# Vans plugged in?



## Molev (Dec 12, 2012)

This is probably a real numpty question! I have noticed that motorhomes parked on drives or in gardens are more often than not plugged in to electric ..... why is that?


----------



## charlieivan (Apr 25, 2006)

Keeps the batteries topped up and allows use of heaters in cold weather to keep everything aired.


----------



## barryd (May 9, 2008)

Some people like to keep things charged and heaters running. I never bother. I work on the principle that vans are on dealer forcourts for months in all weathers and they are not plugged in. Never seen any reason to personally and had no problems by not plugging in apart from one Christmas where some water got trapped in a pipe in the bathroom and we ended up on a CL in freezing conditions and it took three days to thaw out the frozen pipe.


----------



## 4maddogs (May 4, 2010)

Mine is plugged as it avoids a flat vehicle battery if it is not started for a few weeks. Well generally it does if I don't fiddle with the power unit and mess it up!


----------



## Pat-H (Oct 30, 2009)

We leave ours hooked up. We're then sure the batteries are fully charged. I can switch the fridge and water heater on quickly and easily the night before a trip and if we want a quick day out I can use the elctric heater to warm it a few hours beforehand.
I also have a small electric dehumidifier that keeps any damp out as well.


----------



## Finola (May 5, 2012)

Mines plugged in as the kids (5+6) and I occasionally sleep out on it. We watch a film then the three of us camp in the over cab whilst Mum has a great night in on her own.

Sad isn't it, camping on your own drive. Still at least it gets used!


----------



## rosalan (Aug 24, 2009)

Hi Molev

Do you have a Motorhome?

It is a great way to spend your time!  
Alan


----------



## DJMotorhomer (Apr 15, 2010)

We didnt used to plug in when parked on the drive then one snowy icy day as we were ready to depart on a weekend away ...VOILA FLAT BATTERY !!!!Now we plug in. Then another point I found out when again parked on our drive ( which is on about on a 45 degree angle) and I thought I would have the fridge running the night before, if the van is not reasonably level the fridge will not operate !!!!

DJM


----------



## steco1958 (Mar 5, 2009)

We use the fridge and freezer in the MH all the time, more economical to use the electricity.

Solar to keep the batteries topped up.

Steve


----------



## Molev (Dec 12, 2012)

Thanks for all the replies! 

We do have a motorhome but only since end of Jan so are really new to all this and are learning the ropes. Had a couple of nights away for the first time last week and loved it.


----------



## suedew (May 10, 2005)

Molev, hope you enjoy your motorhome. We pass a hooked up motorhome when we go to visit the grandchildren, in the 3+ years we have had our van that one doesn't seem to have been moved, perhaps they go away when we do lol

Sue


----------



## pippin (Nov 15, 2007)

I do hope you get as much fun out of your new MH as we have with ours.

I have fitted a "blue" socket at home specially for the MH.

Keeps the van warm in the winter.

Allows us the pre-cool the fridge in summer.

We use our MH all year round and it is prepped and ready to go at a moments notice.

Serendipity!

("Seren" is Welsh for a star, useless information!)


----------



## nicholsong (May 26, 2009)

I do keep my hooked up to EHU now, but did not do in London.
§ §
▸ **PROMPT A**:
Answer these questions about the forum thread on keeping parked motorhomes plugged in, each on its own line:
(i) According to DJMotorhomer, what happens to the fridge if the van is not reasonably level?
(ii) What does pippin say "Seren" means in Welsh?
(iii) In the second post by Molev, since when has Molev had a motorhome?
▸ **PROMPT B**: Set down the records word for word, starting at the line that contains "Would you mind pointing at the castle" and ending at the last line of the records, both included.
The forum thread and the records have no connection to each other.
§ §
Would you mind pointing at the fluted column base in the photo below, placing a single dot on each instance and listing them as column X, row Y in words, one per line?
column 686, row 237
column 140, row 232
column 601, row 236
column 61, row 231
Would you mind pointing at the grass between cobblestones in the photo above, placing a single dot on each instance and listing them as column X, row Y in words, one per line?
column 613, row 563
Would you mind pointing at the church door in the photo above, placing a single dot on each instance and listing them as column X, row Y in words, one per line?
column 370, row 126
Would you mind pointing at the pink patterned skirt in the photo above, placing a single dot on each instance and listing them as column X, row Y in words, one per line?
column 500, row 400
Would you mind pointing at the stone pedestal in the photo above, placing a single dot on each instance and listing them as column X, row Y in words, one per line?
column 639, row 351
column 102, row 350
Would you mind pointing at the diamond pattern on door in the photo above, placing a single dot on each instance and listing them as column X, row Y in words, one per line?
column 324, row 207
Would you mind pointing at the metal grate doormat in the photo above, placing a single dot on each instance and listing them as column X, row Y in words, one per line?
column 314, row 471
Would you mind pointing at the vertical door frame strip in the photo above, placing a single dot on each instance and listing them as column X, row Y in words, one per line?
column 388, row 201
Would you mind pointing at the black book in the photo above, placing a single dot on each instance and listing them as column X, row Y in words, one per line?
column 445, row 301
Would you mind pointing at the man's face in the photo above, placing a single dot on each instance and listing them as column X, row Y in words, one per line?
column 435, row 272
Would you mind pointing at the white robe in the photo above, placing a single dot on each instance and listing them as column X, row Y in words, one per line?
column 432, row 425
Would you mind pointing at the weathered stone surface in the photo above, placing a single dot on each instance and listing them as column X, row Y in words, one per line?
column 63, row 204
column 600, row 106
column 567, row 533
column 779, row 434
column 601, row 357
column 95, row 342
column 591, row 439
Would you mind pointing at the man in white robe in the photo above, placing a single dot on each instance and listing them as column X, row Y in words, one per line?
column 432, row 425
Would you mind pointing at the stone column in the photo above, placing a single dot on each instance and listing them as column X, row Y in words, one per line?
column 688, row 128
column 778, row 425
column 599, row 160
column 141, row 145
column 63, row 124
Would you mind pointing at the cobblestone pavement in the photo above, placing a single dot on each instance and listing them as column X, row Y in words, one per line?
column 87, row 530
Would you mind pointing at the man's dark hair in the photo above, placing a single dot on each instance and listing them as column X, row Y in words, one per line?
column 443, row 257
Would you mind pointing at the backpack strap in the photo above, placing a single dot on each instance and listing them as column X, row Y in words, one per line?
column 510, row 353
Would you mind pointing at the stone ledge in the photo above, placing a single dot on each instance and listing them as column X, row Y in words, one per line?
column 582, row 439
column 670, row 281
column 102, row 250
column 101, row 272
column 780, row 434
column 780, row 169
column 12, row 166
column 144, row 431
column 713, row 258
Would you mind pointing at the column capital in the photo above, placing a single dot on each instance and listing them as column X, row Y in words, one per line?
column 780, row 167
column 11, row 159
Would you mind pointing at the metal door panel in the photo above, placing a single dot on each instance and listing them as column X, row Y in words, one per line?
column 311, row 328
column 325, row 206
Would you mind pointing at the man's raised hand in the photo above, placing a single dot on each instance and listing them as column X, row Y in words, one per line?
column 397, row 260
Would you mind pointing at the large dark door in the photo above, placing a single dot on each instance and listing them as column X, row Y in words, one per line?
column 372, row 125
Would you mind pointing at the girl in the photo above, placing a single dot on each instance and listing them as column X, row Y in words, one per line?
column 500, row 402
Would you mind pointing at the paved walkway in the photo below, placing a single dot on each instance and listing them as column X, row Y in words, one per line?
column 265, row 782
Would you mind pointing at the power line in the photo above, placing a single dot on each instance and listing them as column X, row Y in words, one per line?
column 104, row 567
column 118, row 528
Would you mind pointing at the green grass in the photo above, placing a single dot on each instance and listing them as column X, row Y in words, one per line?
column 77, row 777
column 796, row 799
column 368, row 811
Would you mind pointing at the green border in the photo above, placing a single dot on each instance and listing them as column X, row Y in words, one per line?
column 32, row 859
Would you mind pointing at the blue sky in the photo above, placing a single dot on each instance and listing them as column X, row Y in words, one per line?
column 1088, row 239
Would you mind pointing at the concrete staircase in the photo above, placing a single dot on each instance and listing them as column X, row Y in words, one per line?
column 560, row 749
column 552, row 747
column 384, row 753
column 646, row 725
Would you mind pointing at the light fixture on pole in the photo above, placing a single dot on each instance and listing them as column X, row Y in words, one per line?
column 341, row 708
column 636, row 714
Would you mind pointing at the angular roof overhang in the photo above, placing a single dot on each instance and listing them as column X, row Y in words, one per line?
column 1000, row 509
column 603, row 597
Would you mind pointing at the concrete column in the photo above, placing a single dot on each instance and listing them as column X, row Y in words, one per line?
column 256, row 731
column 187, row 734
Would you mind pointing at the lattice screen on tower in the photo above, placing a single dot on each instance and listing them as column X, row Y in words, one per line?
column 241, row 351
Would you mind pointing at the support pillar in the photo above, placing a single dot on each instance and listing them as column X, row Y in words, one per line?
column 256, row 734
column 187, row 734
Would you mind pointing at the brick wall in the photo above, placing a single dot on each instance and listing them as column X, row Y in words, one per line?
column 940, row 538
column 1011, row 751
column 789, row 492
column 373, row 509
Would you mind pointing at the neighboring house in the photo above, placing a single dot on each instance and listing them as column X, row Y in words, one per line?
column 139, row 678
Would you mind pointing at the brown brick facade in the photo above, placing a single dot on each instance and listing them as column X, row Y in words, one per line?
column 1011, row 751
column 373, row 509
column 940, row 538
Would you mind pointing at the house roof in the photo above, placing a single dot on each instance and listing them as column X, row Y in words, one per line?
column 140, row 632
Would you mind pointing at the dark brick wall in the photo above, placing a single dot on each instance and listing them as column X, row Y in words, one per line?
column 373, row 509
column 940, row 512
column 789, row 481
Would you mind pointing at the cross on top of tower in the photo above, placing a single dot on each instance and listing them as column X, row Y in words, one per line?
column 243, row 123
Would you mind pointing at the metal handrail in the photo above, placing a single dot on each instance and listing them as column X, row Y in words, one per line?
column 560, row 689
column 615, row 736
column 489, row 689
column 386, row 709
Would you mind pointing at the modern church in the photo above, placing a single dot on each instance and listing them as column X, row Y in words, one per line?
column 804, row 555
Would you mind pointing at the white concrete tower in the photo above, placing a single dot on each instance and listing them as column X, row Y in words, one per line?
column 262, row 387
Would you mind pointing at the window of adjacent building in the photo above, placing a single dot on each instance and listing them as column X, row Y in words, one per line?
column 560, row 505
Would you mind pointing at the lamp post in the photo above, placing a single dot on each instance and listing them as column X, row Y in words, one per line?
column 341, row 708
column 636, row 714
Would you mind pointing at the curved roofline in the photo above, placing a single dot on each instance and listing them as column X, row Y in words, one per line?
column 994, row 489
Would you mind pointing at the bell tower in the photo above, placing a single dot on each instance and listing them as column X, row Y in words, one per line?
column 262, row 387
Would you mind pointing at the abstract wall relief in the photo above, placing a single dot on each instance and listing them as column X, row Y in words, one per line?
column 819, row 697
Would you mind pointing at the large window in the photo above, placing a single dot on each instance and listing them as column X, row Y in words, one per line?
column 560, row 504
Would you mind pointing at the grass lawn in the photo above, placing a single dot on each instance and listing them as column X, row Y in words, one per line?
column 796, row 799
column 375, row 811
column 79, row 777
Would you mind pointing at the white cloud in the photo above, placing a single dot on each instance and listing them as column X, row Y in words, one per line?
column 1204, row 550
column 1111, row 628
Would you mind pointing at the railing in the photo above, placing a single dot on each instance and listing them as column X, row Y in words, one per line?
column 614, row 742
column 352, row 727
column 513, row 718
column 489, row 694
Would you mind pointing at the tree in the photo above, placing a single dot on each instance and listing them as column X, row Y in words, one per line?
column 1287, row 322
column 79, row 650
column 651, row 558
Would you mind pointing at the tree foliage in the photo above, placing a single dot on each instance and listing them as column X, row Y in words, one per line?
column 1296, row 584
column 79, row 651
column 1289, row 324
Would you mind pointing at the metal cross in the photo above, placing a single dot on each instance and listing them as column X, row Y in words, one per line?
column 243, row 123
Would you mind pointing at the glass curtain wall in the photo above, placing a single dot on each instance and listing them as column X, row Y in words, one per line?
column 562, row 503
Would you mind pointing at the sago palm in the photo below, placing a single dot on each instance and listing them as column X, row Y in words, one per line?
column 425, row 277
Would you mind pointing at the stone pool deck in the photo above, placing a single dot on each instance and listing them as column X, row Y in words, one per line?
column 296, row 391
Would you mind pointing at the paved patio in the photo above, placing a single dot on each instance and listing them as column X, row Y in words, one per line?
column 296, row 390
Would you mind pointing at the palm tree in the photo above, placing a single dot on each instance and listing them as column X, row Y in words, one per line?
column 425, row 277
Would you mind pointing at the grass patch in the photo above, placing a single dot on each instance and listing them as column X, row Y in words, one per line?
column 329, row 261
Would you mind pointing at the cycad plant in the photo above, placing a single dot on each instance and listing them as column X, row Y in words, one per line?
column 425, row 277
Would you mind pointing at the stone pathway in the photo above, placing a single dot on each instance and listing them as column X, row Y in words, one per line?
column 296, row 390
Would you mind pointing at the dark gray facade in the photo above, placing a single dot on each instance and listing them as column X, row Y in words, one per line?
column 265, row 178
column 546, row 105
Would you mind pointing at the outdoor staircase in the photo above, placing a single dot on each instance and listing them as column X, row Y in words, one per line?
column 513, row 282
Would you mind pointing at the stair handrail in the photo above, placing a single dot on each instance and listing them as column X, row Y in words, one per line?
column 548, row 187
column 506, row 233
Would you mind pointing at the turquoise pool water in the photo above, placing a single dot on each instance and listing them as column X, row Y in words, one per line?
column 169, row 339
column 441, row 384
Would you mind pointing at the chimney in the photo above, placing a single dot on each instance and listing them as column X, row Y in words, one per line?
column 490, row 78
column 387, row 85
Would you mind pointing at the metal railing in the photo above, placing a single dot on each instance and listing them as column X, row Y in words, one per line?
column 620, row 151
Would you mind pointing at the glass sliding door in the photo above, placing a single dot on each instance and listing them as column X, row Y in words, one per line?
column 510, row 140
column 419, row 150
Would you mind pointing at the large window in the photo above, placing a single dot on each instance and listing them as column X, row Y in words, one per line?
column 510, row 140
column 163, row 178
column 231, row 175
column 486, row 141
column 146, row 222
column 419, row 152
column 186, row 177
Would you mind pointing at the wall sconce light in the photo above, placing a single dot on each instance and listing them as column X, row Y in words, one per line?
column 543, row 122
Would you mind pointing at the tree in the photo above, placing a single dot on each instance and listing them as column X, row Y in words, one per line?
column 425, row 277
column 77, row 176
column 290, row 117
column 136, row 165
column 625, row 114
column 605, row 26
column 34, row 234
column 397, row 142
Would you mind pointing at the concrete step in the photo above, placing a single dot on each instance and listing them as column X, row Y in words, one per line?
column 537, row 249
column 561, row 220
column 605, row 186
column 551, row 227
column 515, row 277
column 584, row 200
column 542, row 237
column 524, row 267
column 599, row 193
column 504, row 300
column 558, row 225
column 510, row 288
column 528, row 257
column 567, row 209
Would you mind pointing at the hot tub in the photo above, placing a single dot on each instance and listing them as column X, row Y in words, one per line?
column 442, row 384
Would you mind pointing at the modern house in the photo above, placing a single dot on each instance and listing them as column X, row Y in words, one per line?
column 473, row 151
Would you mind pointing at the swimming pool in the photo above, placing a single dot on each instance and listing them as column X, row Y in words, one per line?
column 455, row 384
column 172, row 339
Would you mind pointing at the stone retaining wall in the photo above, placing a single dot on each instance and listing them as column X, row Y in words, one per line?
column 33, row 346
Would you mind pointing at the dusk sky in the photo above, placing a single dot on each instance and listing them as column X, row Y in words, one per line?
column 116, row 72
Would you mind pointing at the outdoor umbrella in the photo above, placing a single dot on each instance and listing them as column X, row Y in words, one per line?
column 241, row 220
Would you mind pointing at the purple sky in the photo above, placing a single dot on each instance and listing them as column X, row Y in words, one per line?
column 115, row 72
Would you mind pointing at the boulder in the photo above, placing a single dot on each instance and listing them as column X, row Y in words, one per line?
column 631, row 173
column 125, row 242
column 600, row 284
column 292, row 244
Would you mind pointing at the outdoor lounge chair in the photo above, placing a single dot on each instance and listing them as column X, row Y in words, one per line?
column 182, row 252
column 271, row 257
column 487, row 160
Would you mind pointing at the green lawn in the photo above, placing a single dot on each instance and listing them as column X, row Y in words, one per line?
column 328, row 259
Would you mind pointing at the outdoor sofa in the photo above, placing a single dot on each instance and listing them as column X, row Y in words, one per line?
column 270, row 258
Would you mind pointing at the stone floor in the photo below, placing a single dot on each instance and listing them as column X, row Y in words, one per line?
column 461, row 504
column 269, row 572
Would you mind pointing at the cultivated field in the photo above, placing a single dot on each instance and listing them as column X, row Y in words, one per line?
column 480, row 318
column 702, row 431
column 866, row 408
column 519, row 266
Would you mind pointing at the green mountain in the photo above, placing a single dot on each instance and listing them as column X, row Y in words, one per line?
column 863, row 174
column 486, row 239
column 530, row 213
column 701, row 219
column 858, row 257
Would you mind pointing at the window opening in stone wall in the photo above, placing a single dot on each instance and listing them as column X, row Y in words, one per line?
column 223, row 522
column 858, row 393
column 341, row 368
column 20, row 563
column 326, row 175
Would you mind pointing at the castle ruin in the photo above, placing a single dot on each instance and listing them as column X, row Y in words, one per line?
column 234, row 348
§ §
▸ **TASK RESULT A**:
(i) The fridge will not operate.
(ii) A star.
(iii) Since the end of January.

▸ **TASK RESULT B**:
Would you mind pointing at the castle ruin in the photo above, placing a single dot on each instance and listing them as column X, row Y in words, one per line?
column 234, row 348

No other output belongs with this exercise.